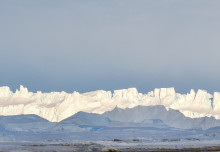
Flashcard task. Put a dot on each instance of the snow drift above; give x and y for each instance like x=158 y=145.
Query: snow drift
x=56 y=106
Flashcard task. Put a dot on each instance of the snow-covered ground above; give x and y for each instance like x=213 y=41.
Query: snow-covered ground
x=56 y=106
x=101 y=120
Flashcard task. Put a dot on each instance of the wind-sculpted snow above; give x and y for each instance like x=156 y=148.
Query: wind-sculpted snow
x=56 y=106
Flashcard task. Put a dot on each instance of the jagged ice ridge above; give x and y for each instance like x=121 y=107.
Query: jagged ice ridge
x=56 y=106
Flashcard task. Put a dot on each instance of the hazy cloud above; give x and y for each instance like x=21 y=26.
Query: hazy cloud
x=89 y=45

* * *

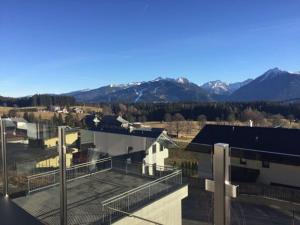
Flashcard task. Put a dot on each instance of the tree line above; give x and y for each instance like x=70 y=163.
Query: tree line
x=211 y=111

---

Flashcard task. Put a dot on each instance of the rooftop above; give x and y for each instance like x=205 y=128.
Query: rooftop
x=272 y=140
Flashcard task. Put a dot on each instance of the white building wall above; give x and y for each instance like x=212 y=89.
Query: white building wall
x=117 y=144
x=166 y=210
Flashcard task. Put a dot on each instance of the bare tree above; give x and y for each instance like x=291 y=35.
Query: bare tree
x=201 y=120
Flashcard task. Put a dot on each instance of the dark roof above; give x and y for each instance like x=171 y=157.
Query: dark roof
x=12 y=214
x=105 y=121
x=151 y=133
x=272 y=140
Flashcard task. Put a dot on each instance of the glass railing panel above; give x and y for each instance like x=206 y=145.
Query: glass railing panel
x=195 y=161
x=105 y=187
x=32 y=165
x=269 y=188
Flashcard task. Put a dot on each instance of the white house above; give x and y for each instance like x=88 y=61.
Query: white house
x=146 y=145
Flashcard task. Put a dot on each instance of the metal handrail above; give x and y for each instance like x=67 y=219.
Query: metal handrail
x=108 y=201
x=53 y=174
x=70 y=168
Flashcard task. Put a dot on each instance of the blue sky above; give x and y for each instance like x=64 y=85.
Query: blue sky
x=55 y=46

→ Exercise details:
Referring to the material above, set down exactly the lines between the line with "like x=158 y=145." and the line with "Flashcard task. Put a dot on each instance of the wind-sculpted", inclusive, and no other lines.

→ Exercise result:
Flashcard task. Put a dot on each instance of the snow drift above; give x and y for each instance like x=158 y=145.
Query: snow drift
x=56 y=106
Flashcard task. Put a dot on each instance of the snow-covered ground above; give x and y for each instance like x=213 y=41.
Query: snow-covered ground
x=56 y=106
x=101 y=120
Flashcard task. Put a dot on each instance of the wind-sculpted snow above; give x and y for each instance like x=156 y=148.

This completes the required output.